BEGIN MATERIAL SHOWN

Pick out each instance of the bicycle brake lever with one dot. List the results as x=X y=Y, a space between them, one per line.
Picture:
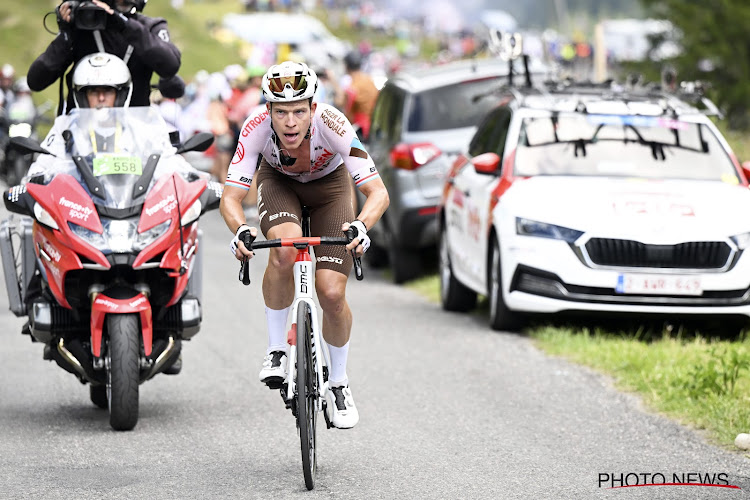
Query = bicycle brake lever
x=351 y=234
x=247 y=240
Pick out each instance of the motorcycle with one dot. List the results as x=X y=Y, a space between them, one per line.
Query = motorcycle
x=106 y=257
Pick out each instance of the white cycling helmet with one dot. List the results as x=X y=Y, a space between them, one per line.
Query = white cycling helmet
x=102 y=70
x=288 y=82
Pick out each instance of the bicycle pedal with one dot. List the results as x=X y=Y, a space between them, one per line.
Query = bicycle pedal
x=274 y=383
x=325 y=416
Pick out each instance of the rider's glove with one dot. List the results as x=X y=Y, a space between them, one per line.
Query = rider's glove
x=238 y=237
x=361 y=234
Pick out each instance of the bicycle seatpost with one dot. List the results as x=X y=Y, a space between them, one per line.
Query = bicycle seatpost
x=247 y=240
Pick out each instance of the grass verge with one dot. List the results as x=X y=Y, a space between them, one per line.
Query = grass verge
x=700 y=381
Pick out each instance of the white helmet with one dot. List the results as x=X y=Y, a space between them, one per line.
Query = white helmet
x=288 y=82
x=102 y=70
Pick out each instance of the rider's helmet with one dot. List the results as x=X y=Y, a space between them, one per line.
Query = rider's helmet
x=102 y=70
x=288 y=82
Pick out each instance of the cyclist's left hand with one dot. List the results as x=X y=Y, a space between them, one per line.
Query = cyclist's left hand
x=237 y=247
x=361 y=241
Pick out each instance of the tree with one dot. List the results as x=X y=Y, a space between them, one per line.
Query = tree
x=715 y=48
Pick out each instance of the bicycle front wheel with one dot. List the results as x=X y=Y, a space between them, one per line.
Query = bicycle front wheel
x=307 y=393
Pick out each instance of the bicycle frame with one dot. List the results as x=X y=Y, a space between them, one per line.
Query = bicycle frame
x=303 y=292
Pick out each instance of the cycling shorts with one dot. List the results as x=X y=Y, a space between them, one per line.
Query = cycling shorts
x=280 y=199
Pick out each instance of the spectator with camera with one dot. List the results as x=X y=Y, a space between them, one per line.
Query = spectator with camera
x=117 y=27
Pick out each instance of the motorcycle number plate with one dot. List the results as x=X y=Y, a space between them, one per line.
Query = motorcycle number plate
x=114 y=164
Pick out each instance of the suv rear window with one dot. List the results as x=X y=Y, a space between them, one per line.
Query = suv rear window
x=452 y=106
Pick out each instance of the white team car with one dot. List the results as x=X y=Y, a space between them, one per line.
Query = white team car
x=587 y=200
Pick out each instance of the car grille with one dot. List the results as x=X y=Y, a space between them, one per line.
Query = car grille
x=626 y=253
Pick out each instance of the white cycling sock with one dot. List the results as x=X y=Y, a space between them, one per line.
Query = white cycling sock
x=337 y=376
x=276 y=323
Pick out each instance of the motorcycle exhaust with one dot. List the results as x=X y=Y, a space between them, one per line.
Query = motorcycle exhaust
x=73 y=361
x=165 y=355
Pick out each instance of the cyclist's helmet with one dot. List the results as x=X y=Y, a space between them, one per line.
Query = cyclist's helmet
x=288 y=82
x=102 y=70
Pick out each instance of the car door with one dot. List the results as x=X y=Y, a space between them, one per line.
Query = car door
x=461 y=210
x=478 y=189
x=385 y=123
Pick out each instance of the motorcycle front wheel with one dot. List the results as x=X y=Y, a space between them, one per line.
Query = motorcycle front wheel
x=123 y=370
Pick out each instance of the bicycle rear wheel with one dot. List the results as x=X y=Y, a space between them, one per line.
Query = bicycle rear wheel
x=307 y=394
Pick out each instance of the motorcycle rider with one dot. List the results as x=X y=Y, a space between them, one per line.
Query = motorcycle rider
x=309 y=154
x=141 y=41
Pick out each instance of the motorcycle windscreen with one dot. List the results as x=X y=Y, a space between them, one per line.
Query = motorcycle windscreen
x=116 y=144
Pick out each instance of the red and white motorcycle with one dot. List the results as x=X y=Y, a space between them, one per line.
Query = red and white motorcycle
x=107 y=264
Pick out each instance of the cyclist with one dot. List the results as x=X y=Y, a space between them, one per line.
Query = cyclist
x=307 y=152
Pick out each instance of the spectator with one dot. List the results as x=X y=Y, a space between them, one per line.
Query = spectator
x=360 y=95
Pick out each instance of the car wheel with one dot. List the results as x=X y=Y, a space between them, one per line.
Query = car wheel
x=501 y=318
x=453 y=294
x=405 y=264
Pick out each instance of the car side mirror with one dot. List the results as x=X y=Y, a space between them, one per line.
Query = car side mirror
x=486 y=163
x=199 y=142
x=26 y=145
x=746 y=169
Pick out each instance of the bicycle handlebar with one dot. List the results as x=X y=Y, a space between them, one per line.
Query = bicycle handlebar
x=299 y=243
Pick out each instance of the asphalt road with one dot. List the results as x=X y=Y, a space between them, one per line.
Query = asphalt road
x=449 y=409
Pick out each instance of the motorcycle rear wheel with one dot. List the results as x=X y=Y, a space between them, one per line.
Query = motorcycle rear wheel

END MATERIAL SHOWN

§ TASK GOAL
Write out every line of the material above word for word, leaving out the pictures.

§ SOLUTION
Pick out each instance of the bicycle brake lever with one dot. List the results as x=X y=Y, a space between them, one per line.
Picture:
Query = bicycle brake lever
x=351 y=234
x=247 y=240
Pick out each instance of the motorcycle with one dot. List the results as x=X y=Y, a space between them, one per line.
Query = motorcycle
x=106 y=257
Pick out each instance of the white cycling helmet with one dot. List the results as x=X y=Y, a space between them, one per line.
Query = white cycling helmet
x=102 y=70
x=288 y=82
Pick out each instance of the bicycle pedal with one dot. List the results as x=X y=Y, a space between them, one per line.
Query = bicycle pedal
x=274 y=383
x=325 y=416
Pick out each instance of the rider's glove with one dot. List the results as x=X y=Y, a space between them, one per line.
Query = rider's glove
x=238 y=237
x=361 y=234
Pick out each instance of the bicycle seatpost with one dot. List the results as x=X y=Y, a space between them, one per line.
Query = bicycle seatpost
x=247 y=240
Pick out each instance of the grass verge with one dot. List the results as x=X y=Y, a space between them, one per line.
Query = grass verge
x=700 y=381
Pick out each instance of the white helmet with one dot. List the results as x=X y=Y, a space between them, one per line.
Query = white helmet
x=288 y=82
x=102 y=70
Pick out each instance of the rider's helmet with one dot. List the results as x=X y=Y, a space between them, one per line.
Query = rider's helmet
x=102 y=70
x=288 y=82
Pick out each instance of the cyclist's left hand with one dot. List the results as x=X y=Y, a space between them, one per line.
Query = cyclist's left hand
x=237 y=247
x=361 y=241
Pick out each instance of the tree with one dot. List the results as x=X y=Y, a space between them, one per line.
Query = tree
x=715 y=48
Pick out each instance of the bicycle front wheel with one dot. List the results as x=X y=Y, a space between them, one per line.
Query = bicycle front wheel
x=307 y=393
Pick out each instance of the bicycle frame with one dot. List the results as x=X y=Y, a space between them, one per line.
Query = bicycle frame
x=303 y=292
Pick out each instance of the cycling shorts with one dot. List the results as x=X y=Y, a space between them, one per line.
Query = cycling shorts
x=280 y=199
Pick out each instance of the spectator with camera with one dot. List the results as x=X y=Y, a space between them, one per line.
Query = spectator with camera
x=117 y=27
Pick out each instance of the motorcycle number plate with one dot. List the results as x=X y=Y, a space between them, one per line.
Query = motorcycle number plate
x=114 y=164
Pick out each instance of the suv rear window with one dot. List the results as x=X y=Y, a space between them, one per line.
Query = suv rear window
x=452 y=106
Pick out each instance of the white team car with one dot. List the results as x=X y=Y, a space between them, one per line.
Query = white team car
x=587 y=200
Pick out each instance of the car grille with one dot. List the results as x=X y=Y, a space between them, one per line.
Query = car grille
x=626 y=253
Pick out each instance of the white cycling sock with one dot. List the results as x=X y=Y, a space between them, one per line.
Query = white cycling sock
x=337 y=376
x=276 y=323
Pick out each instance of the motorcycle exhaust with one dot. List the results as x=X y=Y, a space between them, one per line.
Query = motorcycle exhaust
x=73 y=361
x=165 y=355
Pick out each instance of the cyclist's helmet with one dot. List the results as x=X y=Y, a space between them, one per line.
Query = cyclist's helmet
x=288 y=82
x=102 y=70
Pick out each instance of the car door with one dot. List the results as x=X y=Y, a space between them, one per line.
Query = car door
x=461 y=210
x=478 y=189
x=385 y=123
Pick out each instance of the motorcycle front wheel with one dot. List the results as x=X y=Y, a space between them, one per line.
Query = motorcycle front wheel
x=123 y=370
Pick out each instance of the bicycle rear wheel with one dot. List the results as x=X y=Y, a space between them, one per line.
Query = bicycle rear wheel
x=307 y=394
Pick out each instance of the motorcycle rider with one dot. List the results as x=X y=Y, a space between them, one per line.
Query = motorcycle rider
x=309 y=154
x=141 y=41
Pick out each instance of the motorcycle windscreen with one dot. List the results as x=X y=Y, a space between them, one per line.
Query = motorcycle windscreen
x=116 y=144
Pick out each instance of the red and white motorcycle with one dot. List the results as x=X y=Y, a space between them, one per line.
Query = red and white motorcycle
x=107 y=264
Pick out each instance of the cyclist with one dot. List the results as x=X y=Y, a space between them, one per line.
Query = cyclist
x=307 y=152
Pick out each instance of the spectator with one dot. List the results as x=X y=Y, a space between them, one per line.
Query = spectator
x=360 y=95
Pick out each instance of the car wheel with one dot. List the results as x=X y=Y, a space between them, one per line.
Query = car wheel
x=501 y=318
x=453 y=294
x=405 y=264
Pick out each instance of the car side mirror with one dot. List the results as x=X y=Y, a space between them, one per line.
Query = car side mirror
x=486 y=163
x=199 y=142
x=26 y=145
x=746 y=169
Pick out each instance of the bicycle handlebar with one dot. List the results as x=X y=Y, a space between them, one per line.
Query = bicycle handlebar
x=299 y=243
Pick out each instance of the asphalt road with one dot. List the results as x=X y=Y, a space between them, one per line.
Query = asphalt road
x=449 y=409
Pick out each instance of the motorcycle rear wheel with one dot. List the results as x=X y=Y, a space between them, one per line.
Query = motorcycle rear wheel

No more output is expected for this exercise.